_Fragmento citado_.
###
Adolescencia puede ser acusada de hiperbólica o efectista. Sin embargo estamos ante un drama que sencillamente presenta una especie de close up a la sociedad global por medio de una familia. Un recurso que funciona muy bien es presentar a los protagonistas como personas comunes y corrientes. El mundo moderno construyó la idea del asesino como un desadaptado social, pero ¿qué ocurre cuando la excepción se vuelve regla? No quiero dar a entender, por supuesto, que las escuelas estén llenas de asesinos. Lo que existe –y eso es evidente para los que pertenecemos a una comunidad escolar como maestros de adolescentes– es un caldo de cultivo, un entorno que somete a los estudiantes a diferentes tipos de violencia. De vez en cuando esa violencia llega demasiado lejos y entonces la sociedad intenta encontrar una salida fácil a través de la demagogia punitiva contra los menores de edad, entre otras estrategias fallidas. El problema, como suele decirse y lo muestra a cabalidad la miniserie, es mucho más complejo.
Como en el cine de Ken Loach, director británico que apuesta por un realismo sin concesiones, Adolescencia olvida el modelo de cine hollywoodense para retratar un mundo en el que el abuso es la norma. En lugar de juzgar, la miniserie creada por Jack Thorne y Stephen Graham muestra la debacle de los Miller para que nosotros hagamos las preguntas. ¿Qué influencia tiene el capitalismo global en los adolescentes aislados, sin esperanza en el futuro y con nula autoestima? ¿Qué clase de mundo es aquel en el que, para no convertirte en víctima, tienes que ser un depredador? ¿Qué tanto se puede controlar la manipulación de las redes sociales que potencian el acoso, la desinformación y el discurso de odio? Quizá por eso el clímax de la historia no ocurre al final –cuando la familia entiende que la realidad en la que habían vivido ha dejado de existir– sino en el larguísimo encuentro entre la psicóloga Briony Ariston (Erin Doherty) y Jamie Miller. La espléndida actuación de los dos actores nos ofrece un acercamiento –desde la ficción– a un adolescente de 13 años que se siente culpable por ser virgen, tiene conatos de ira y espera que Ariston piense que es una buena persona. Entretejidos en esa secuencia –al igual que en otros pasajes de la miniserie– aparecen los códigos de las comunidades virtuales que promueven ideas misóginas, entre otras vinculadas con la extrema derecha europea y global. El espectador no puede dejar de pensar en los compañeros de Jamie –víctimas y verdugos con papeles intercambiables– sumándose a las filas de las revueltas reaccionarias de los años por venir.
Es interesante pensar en cómo será recordada Adolescencia, pues estamos ante una ficción que toca un tema incómodo y difícil de abordar. Algunos valorarán los aspectos técnicos y las actuaciones. Hay voces que piden que sea proyectada en colegios. Habría que decir que no estamos ante un producto –como tantos otros– hechos para que la gente tome conciencia de los males sociales. Las interpretaciones fáciles quizás entiendan Adolescencia como un motivo para la desesperanza y la afición morbosa a ver los efectos del aislamiento, la neurosis y la violencia que han moldeado a los estudiantes desde hace años. Me gustaría pensar en la miniserie como lo que es: una historia incómoda como otras en el pasado, retratos de una realidad muy compleja que necesita ser expuesta para que no permanezca como una bomba de tiempo entre nosotros.
###
_Datos proporcionados_.
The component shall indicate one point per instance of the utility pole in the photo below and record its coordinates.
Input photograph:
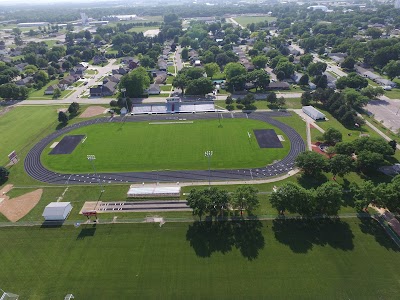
(92, 158)
(208, 154)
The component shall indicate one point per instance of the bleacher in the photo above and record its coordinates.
(178, 107)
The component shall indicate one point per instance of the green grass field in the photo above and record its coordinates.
(245, 20)
(141, 146)
(21, 124)
(347, 259)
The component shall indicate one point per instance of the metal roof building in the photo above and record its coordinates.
(313, 113)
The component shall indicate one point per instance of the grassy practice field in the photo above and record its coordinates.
(144, 147)
(283, 259)
(20, 125)
(245, 20)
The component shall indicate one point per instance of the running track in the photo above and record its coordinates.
(35, 169)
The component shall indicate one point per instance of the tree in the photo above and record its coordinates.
(393, 144)
(340, 165)
(259, 61)
(367, 160)
(348, 63)
(372, 92)
(200, 86)
(392, 69)
(304, 80)
(185, 53)
(272, 98)
(353, 80)
(311, 163)
(56, 93)
(135, 82)
(315, 69)
(332, 136)
(180, 81)
(260, 78)
(234, 69)
(245, 198)
(62, 117)
(73, 108)
(306, 98)
(328, 198)
(293, 198)
(211, 69)
(306, 59)
(280, 102)
(4, 174)
(373, 32)
(198, 202)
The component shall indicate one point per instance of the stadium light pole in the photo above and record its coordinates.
(208, 154)
(92, 158)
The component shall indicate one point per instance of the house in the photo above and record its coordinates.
(249, 66)
(105, 89)
(24, 81)
(109, 88)
(154, 89)
(296, 77)
(96, 91)
(160, 78)
(21, 66)
(78, 71)
(278, 86)
(314, 113)
(99, 59)
(57, 211)
(162, 65)
(385, 82)
(68, 80)
(50, 89)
###
_Tareas_.
1/ Vuelve a escribir la parte de la reseña que empieza en las palabras "Es interesante pensar" y termina después de "tiempo entre nosotros.", cambiando "colegios" por "escuelas".
2/ Responde con datos de la reseña:
(a) ¿Cuántos años tiene Jamie Miller?
(b) ¿Quiénes crearon la miniserie?
(c) ¿Qué piden algunas voces que se haga con Adolescencia?
3/ Haz una lista con todos los nombres de personas y personajes que aparecen en la reseña.
Las filas vienen de otra fuente distinta a la reseña.

_Respuestas escritas_.
1/
Es interesante pensar en cómo será recordada Adolescencia, pues estamos ante una ficción que toca un tema incómodo y difícil de abordar. Algunos valorarán los aspectos técnicos y las actuaciones. Hay voces que piden que sea proyectada en escuelas. Habría que decir que no estamos ante un producto –como tantos otros– hechos para que la gente tome conciencia de los males sociales. Las interpretaciones fáciles quizás entiendan Adolescencia como un motivo para la desesperanza y la afición morbosa a ver los efectos del aislamiento, la neurosis y la violencia que han moldeado a los estudiantes desde hace años. Me gustaría pensar en la miniserie como lo que es: una historia incómoda como otras en el pasado, retratos de una realidad muy compleja que necesita ser expuesta para que no permanezca como una bomba de tiempo entre nosotros.

2/
(a) Tiene 13 años.
(b) Jack Thorne y Stephen Graham.
(c) Que sea proyectada en colegios.

3/
Ken Loach
Jack Thorne
Stephen Graham
Briony Ariston
Erin Doherty
Jamie Miller